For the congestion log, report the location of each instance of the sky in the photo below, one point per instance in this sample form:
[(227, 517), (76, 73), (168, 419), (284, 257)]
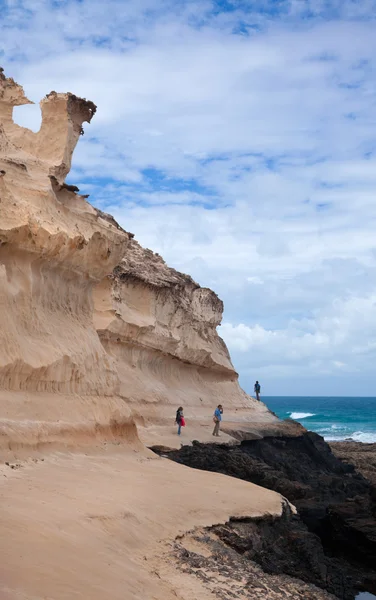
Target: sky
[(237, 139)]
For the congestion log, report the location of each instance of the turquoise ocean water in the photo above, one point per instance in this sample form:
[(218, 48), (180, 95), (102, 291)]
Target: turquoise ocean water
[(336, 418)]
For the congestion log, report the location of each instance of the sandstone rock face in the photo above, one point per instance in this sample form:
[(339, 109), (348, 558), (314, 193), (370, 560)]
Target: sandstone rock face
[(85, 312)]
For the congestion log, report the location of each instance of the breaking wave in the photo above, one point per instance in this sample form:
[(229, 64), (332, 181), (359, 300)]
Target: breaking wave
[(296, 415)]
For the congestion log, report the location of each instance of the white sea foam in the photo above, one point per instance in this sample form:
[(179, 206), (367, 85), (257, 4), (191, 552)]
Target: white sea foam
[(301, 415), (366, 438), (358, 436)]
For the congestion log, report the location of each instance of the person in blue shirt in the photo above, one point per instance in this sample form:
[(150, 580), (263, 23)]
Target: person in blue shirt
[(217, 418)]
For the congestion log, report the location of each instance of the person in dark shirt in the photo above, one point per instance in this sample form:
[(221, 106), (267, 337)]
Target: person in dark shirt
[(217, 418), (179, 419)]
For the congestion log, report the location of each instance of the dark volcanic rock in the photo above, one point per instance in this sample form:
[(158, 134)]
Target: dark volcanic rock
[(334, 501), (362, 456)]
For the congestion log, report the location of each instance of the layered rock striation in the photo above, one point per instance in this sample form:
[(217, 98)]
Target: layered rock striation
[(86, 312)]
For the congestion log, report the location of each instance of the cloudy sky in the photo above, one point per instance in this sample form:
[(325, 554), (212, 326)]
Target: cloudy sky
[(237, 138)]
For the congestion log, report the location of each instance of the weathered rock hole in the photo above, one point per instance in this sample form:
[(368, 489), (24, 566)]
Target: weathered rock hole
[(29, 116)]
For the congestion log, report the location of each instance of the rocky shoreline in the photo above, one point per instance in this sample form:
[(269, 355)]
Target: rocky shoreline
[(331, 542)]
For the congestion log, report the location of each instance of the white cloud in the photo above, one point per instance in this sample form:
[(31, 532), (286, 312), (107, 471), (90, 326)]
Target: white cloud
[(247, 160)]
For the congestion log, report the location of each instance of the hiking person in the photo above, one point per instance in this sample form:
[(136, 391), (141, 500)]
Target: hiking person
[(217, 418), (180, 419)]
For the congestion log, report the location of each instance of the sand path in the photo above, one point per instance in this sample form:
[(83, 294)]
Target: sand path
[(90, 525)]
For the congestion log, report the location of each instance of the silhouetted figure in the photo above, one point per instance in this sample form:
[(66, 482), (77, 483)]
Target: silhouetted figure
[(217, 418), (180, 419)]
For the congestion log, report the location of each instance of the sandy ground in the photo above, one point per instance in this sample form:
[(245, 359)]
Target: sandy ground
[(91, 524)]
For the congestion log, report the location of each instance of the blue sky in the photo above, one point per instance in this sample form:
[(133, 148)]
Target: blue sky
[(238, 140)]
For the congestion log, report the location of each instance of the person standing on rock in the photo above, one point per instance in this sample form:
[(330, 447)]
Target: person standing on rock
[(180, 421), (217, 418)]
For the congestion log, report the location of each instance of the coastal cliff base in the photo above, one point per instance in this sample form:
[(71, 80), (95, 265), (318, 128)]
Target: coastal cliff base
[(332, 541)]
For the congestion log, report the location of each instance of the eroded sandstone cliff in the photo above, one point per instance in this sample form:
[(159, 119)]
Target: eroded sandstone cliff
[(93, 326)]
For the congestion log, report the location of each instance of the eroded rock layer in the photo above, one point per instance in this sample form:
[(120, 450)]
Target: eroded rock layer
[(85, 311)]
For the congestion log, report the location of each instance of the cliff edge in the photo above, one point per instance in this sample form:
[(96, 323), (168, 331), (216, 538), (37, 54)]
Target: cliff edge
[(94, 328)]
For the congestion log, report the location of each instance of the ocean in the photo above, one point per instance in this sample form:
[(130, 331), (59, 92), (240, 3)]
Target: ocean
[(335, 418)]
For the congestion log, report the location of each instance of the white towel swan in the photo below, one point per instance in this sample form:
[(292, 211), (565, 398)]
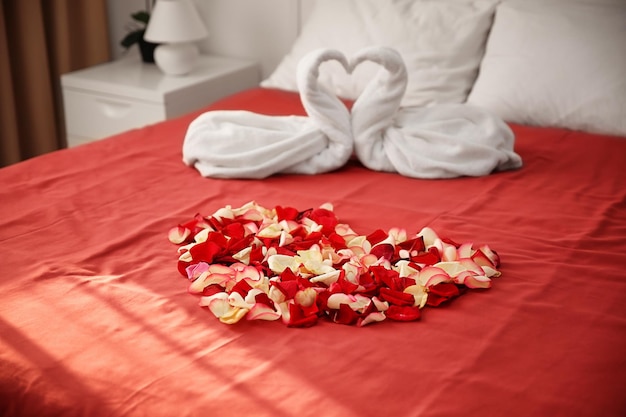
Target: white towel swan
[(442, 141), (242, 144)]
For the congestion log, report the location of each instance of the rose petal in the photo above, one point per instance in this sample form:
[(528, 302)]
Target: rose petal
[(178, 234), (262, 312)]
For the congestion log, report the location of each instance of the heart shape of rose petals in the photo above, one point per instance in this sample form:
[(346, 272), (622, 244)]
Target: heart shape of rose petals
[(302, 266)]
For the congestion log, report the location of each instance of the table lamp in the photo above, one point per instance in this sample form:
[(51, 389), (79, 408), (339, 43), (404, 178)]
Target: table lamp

### DIRECTIONS
What lines in the material mention "below"? Copy every one of them.

### SOLUTION FOR THIS TASK
For the congestion log, report the location of each instance of the sky in the photo below, one point per instance in this sample form:
For the congestion log, report the location of each instance of the white towel swan in the photo below, one point per instance in this sample form:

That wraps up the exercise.